Document »

39. On the grievant’s part, he responded to the allegations through his written statement in which he stated as follows:“I am the above named adult aged 27 years currently working with Nairobi City Water Company as (ag) meter reading supervisor. My duties are to assign duties of meter reading and downloading and uploading of meter numbers check reading and sambling (sic) of meters. Today on December 17, 2009 I was called to investigation department regarding meter recording of Maji na usafi located in Kibera Shadrack Kimalel School.On the above rewinding I wish to state that it was on 10th November when (illegible) men from Kibera came to complain that their bill (illegible) abnormal. I had to (illegible) system then promised the following day, I will go check reading of which I didn’t make it the following day. When I went there I got there (sic) that they had called a former city council employee by the name Odhis on 18th November who rewound the meter for them after they had paid him. That they moved aside with him and when they came back, they said they had cleared with him. From there they came and forwarded the reading to the office for rebilling.”

Stored rows »
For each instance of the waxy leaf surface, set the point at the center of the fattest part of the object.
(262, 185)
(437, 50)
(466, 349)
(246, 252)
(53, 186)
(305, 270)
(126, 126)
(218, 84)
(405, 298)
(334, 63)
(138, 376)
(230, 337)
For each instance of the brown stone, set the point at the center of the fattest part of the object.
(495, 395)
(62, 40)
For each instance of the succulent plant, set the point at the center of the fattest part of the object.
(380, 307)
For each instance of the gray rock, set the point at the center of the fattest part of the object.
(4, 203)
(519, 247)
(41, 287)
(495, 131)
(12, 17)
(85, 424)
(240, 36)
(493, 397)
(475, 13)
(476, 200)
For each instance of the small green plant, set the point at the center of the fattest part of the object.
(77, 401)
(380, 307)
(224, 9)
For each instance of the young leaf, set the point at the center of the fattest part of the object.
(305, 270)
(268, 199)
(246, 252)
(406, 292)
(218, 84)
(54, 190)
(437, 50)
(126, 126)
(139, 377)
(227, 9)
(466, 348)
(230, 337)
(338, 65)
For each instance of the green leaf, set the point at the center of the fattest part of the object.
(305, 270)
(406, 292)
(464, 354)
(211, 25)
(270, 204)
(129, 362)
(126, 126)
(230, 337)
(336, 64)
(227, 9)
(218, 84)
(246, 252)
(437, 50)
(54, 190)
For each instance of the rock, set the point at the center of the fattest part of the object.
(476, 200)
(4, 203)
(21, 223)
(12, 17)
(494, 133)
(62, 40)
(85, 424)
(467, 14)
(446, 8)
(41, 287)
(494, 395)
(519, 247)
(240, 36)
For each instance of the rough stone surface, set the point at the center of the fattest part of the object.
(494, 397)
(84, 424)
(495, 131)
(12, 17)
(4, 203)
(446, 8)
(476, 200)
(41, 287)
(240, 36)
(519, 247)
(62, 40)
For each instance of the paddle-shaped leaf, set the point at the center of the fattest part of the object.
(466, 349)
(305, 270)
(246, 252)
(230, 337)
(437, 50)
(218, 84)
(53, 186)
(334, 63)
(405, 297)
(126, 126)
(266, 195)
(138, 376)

Objectives »
1. Scale the whole listing by 0.6: reproduce every line, keeping the wording lines unchanged, multiply each point coordinate by 0.6, and round each result to a whole number with halves going up.
2. Continue the court document on the grievant's statement about the rewound water meter, beginning right after its final sentence.

Expected outputs »
1.
For each instance of the waxy leaf surface, set the point at the center of the fattest part of the object.
(157, 111)
(262, 30)
(280, 209)
(148, 151)
(32, 112)
(183, 162)
(76, 76)
(131, 50)
(243, 179)
(200, 38)
(83, 226)
(138, 202)
For each instance of the brown stone, set the point at the center of the fattest part of the object.
(297, 237)
(37, 24)
For each instance of the succulent plant, set the point at the center of the fattest part of the object.
(228, 184)
For each instance of the gray rock, set the point at the center of the fattest part of the object.
(2, 122)
(311, 148)
(25, 172)
(297, 79)
(7, 10)
(51, 254)
(144, 22)
(296, 238)
(285, 8)
(286, 120)
For each instance of the small green plant, set the point at the center of the fattest part of the object.
(46, 241)
(228, 184)
(134, 5)
For each instance of the young leaf, set the point at the center of the fattest part of the object.
(183, 162)
(161, 119)
(148, 151)
(244, 175)
(131, 50)
(32, 114)
(262, 30)
(76, 76)
(83, 226)
(136, 5)
(280, 209)
(138, 202)
(203, 39)
For each instance of the green leaf, set the point at the center of the fattest part of the object.
(183, 162)
(244, 175)
(278, 212)
(127, 15)
(162, 122)
(77, 217)
(76, 76)
(138, 202)
(202, 38)
(136, 5)
(131, 50)
(148, 151)
(262, 30)
(32, 114)
For each instance of the rock, set the point at the center of the fattest part of the object.
(286, 120)
(2, 122)
(13, 134)
(7, 10)
(296, 80)
(37, 24)
(51, 254)
(280, 8)
(268, 5)
(25, 172)
(296, 237)
(311, 148)
(144, 22)
For each instance of the rough stone surface, set the point at the center of the fattest part of the object.
(296, 238)
(50, 254)
(297, 79)
(7, 10)
(2, 122)
(268, 5)
(286, 120)
(25, 172)
(144, 22)
(311, 148)
(37, 24)
For each instance of the paddle-shaped leaf, set the point at the center of the fattest part of the object.
(280, 209)
(183, 162)
(148, 151)
(138, 202)
(262, 30)
(131, 50)
(32, 112)
(200, 38)
(243, 178)
(76, 76)
(160, 117)
(83, 226)

2.
40. As stated herein, the grievant has raised an issue in regards to the existence of the account No 20556801. Indeed, this was one of the grounds raised by the grievant in his appeal against the dismissal. The respondent has attributed this to an error in that the same is the meter number related to the said account and not the account number.
41. With respect to the accuracy of the meter no, it is notable that the grievant has not disputed that the account in question belongs to Soweto Usafi Group and is situated at Shadrack Kimalel School Chamber. Further the investigation report dated December 9, 2009 by RW1, expressly indicates that the said number 20556801 is in respect to the meter number. It would appear that is in subsequent communication to the grievant that the number was cited as the account number.
42. Further, the statement by Mr Kimeu, one of the committee members of the said Usafi group indicates that their meter number was 20556801 under account number 1138332 and under the name of “Usafi Group Soweto”.
43. It is therefore plausible that reference to the number 200556801 as being the account number as opposed to the meter number, was in error. What I find to be significant and what really ought to be the major consideration is that the grievant was aware that the meter number being referred to was the one belonging to Soweto Usafi Group and situated at Shadrack Kimalel School Chamber.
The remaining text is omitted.